* _What to work on_
Give back the full listing that follows exactly as it reads.

* _Information_

────────

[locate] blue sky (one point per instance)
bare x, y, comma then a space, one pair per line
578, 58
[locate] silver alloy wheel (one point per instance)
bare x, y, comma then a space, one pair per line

────────

* _Answer area_
[locate] blue sky (one point per instance)
bare x, y, comma then a space, one pair per line
578, 58
[locate] silver alloy wheel (one point per instance)
bare x, y, comma then a space, one pair per line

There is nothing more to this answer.